** Opening Excerpted records block **

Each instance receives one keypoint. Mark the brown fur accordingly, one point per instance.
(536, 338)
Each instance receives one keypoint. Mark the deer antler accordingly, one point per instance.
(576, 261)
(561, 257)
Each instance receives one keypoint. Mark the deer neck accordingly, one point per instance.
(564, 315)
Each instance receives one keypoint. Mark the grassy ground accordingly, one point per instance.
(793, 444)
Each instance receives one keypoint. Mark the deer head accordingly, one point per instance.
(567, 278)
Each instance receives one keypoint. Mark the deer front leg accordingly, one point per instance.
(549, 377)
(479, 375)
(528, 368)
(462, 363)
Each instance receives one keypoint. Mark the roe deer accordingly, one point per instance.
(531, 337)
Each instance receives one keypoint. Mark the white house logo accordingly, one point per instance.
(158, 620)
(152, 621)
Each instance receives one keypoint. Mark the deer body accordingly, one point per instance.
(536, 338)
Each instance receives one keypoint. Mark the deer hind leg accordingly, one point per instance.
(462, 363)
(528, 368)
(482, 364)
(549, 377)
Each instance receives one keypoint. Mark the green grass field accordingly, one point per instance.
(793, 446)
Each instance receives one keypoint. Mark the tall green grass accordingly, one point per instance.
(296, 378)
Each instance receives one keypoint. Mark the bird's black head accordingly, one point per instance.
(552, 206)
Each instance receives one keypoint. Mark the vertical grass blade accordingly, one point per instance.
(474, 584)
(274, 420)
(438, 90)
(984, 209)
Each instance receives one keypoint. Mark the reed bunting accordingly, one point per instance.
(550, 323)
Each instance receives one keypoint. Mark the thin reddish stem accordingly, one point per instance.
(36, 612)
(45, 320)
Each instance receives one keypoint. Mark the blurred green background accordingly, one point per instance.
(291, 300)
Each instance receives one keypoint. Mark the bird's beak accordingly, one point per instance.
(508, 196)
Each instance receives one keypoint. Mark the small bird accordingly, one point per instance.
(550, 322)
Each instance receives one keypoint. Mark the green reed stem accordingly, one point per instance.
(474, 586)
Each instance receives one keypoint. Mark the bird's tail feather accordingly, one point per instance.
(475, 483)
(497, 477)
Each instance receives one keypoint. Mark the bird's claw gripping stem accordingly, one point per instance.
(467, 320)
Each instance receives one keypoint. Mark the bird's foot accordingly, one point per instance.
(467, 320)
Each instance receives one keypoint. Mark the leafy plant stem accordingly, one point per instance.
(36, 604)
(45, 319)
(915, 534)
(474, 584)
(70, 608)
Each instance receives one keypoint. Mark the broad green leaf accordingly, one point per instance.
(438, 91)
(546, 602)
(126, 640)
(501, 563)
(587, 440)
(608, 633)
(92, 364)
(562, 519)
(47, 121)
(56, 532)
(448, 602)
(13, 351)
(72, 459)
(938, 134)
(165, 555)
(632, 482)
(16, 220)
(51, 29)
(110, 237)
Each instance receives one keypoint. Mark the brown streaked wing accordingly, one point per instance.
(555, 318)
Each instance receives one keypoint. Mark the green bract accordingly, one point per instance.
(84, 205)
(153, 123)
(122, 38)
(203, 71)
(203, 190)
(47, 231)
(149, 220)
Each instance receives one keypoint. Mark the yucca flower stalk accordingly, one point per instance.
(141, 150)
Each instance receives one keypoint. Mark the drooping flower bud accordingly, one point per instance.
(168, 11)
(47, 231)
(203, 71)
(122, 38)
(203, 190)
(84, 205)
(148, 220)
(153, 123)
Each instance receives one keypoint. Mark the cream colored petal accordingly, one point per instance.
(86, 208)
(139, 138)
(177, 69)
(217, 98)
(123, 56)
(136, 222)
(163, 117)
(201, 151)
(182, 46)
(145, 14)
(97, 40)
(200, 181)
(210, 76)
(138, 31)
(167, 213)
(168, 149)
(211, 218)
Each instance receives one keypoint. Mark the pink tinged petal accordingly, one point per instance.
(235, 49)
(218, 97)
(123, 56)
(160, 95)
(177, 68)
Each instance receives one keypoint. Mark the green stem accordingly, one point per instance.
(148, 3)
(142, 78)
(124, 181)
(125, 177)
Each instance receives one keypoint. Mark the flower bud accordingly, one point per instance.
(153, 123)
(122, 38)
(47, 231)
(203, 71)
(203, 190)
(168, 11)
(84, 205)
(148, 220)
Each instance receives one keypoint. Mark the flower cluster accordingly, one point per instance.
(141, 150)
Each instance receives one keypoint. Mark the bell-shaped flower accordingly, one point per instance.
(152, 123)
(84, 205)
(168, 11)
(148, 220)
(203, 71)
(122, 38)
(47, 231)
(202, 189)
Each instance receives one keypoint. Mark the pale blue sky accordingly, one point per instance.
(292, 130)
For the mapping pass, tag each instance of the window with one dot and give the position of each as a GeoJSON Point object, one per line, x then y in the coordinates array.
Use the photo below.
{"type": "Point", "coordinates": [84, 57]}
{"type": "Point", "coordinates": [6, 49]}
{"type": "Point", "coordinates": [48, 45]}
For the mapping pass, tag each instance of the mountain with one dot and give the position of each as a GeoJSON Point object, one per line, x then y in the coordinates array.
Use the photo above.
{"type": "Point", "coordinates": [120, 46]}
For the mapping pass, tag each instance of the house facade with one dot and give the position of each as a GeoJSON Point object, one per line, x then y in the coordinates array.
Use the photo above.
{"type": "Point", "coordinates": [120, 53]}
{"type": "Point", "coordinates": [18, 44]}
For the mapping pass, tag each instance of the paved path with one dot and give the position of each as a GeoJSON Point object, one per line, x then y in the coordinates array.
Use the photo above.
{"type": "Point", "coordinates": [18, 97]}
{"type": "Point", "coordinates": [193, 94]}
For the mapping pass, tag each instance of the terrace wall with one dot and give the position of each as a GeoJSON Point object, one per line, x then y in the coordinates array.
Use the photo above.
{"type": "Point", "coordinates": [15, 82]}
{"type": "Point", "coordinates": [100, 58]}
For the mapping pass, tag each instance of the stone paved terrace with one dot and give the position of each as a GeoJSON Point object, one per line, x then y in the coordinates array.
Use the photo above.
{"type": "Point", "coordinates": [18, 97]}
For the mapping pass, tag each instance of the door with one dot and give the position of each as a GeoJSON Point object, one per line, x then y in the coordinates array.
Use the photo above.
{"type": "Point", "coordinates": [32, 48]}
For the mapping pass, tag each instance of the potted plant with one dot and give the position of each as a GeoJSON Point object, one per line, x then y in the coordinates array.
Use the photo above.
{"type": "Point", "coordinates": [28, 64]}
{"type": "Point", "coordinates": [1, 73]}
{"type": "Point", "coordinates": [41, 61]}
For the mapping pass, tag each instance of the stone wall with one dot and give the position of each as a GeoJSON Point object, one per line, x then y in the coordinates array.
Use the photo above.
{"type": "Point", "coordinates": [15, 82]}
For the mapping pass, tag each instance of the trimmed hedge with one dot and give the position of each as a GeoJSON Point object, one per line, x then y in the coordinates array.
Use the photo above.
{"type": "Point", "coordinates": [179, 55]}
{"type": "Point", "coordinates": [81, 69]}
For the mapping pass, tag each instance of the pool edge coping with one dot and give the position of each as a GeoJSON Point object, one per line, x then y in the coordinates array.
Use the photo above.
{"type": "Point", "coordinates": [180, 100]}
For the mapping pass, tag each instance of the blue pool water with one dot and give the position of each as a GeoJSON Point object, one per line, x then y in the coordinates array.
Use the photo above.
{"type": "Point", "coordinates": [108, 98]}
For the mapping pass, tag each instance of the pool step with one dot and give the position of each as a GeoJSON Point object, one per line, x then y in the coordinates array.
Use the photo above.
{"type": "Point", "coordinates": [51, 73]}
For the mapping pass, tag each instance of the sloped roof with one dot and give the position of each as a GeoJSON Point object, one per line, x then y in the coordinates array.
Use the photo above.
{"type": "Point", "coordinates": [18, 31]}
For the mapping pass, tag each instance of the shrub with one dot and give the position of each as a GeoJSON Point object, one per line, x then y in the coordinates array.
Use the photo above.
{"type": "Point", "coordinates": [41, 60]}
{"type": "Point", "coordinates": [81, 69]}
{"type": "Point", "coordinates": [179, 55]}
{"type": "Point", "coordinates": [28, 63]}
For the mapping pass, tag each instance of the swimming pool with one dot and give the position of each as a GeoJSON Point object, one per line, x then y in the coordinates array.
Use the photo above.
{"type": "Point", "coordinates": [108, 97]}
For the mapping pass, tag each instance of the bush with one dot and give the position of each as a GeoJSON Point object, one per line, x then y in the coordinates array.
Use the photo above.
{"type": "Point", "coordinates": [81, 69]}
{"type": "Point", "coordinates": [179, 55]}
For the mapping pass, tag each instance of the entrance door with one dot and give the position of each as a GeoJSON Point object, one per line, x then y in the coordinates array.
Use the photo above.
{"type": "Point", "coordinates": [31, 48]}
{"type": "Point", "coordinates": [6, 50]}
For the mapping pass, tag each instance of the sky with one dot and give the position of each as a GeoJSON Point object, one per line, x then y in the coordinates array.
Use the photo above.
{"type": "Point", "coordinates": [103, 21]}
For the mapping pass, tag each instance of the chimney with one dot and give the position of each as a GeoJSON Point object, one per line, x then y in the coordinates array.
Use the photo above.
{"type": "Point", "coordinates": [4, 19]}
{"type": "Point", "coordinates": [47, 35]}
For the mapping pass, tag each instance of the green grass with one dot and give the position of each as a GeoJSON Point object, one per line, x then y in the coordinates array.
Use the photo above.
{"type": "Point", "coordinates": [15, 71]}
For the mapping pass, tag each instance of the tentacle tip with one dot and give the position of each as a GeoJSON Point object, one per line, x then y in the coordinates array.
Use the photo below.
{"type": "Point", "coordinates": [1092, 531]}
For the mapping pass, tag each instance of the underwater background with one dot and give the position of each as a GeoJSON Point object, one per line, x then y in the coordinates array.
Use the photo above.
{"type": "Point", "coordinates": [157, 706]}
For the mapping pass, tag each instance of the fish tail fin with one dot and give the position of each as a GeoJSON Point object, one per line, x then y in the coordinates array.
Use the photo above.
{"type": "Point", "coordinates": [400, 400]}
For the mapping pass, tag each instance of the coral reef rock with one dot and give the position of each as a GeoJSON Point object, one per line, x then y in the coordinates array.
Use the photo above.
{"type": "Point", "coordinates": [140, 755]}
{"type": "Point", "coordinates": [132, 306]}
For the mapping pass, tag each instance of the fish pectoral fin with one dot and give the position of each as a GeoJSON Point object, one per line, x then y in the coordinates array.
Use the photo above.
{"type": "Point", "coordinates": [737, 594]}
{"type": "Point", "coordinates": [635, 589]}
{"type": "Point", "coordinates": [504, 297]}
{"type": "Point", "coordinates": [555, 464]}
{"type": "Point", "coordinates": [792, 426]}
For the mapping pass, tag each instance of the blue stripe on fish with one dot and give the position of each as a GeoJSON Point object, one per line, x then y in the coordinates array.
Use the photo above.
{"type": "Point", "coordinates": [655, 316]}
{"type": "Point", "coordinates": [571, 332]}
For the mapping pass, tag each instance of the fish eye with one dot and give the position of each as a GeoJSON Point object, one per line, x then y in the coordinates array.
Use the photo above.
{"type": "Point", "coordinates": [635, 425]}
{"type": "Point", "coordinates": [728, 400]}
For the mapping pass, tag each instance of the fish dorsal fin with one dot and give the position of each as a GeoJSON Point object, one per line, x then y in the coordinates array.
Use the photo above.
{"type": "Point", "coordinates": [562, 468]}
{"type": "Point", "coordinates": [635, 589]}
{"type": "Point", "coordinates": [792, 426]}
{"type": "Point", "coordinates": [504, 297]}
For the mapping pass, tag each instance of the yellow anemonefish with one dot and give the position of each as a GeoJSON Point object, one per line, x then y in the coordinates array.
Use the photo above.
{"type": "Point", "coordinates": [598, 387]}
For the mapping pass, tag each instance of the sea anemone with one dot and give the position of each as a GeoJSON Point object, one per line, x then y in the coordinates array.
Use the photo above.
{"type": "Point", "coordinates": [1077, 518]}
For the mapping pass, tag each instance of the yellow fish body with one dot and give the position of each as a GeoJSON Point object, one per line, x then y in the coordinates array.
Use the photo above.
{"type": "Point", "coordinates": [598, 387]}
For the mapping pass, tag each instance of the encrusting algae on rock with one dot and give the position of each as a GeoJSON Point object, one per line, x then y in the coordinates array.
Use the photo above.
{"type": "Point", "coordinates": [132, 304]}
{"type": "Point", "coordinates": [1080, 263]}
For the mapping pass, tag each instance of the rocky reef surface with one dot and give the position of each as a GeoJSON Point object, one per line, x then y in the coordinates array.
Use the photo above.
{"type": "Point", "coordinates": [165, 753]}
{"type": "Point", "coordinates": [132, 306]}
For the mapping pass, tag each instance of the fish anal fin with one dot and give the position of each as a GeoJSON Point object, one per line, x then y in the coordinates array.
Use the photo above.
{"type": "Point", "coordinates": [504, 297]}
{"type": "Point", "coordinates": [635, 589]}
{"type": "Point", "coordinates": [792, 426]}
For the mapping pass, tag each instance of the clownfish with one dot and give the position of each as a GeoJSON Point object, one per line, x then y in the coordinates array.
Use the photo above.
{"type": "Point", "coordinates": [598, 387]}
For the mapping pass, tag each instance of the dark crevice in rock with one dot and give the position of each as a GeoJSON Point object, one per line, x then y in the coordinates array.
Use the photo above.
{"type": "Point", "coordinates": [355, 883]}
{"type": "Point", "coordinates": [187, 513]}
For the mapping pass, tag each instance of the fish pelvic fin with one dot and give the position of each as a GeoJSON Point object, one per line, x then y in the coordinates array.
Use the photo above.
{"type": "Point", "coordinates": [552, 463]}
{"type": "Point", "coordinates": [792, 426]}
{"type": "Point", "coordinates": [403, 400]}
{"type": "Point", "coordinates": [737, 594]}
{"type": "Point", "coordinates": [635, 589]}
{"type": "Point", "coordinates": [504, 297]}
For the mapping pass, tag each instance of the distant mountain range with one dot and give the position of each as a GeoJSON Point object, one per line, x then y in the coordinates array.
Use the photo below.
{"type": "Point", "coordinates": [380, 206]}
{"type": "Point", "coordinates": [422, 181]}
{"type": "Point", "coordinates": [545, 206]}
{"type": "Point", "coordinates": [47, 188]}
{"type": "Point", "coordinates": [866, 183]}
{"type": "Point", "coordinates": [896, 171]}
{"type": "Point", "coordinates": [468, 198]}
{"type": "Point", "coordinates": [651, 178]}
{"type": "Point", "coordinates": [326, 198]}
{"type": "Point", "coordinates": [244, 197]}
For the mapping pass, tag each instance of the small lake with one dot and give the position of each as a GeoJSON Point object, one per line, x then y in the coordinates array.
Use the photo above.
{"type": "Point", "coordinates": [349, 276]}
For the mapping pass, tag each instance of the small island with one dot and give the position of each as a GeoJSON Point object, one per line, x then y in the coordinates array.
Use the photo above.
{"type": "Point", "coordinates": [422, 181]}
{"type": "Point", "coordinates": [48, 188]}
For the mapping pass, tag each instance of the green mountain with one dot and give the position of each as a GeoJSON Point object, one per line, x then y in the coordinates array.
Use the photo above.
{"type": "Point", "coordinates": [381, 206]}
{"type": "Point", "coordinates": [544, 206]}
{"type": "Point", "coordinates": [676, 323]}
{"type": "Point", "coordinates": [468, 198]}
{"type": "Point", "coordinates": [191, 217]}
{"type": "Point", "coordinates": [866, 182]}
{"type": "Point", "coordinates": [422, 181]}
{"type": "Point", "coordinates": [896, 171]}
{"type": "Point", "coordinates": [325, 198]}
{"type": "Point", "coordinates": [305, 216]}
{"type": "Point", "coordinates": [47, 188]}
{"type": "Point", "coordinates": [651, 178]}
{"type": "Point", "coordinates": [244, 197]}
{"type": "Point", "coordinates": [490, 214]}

** Closing Excerpted records block **

**Task instructions**
Search the entries for the word "door", then gather every line that has it.

**Written response**
For the mapping pass, tag each instance of the door with one dot and give the position of each as a GeoJSON Point object, one per line, x then y in the coordinates array.
For the mapping pass, tag each instance of the entrance door with one dot and give the position of each as a GeoJSON Point object, one per line, x then y in the coordinates array.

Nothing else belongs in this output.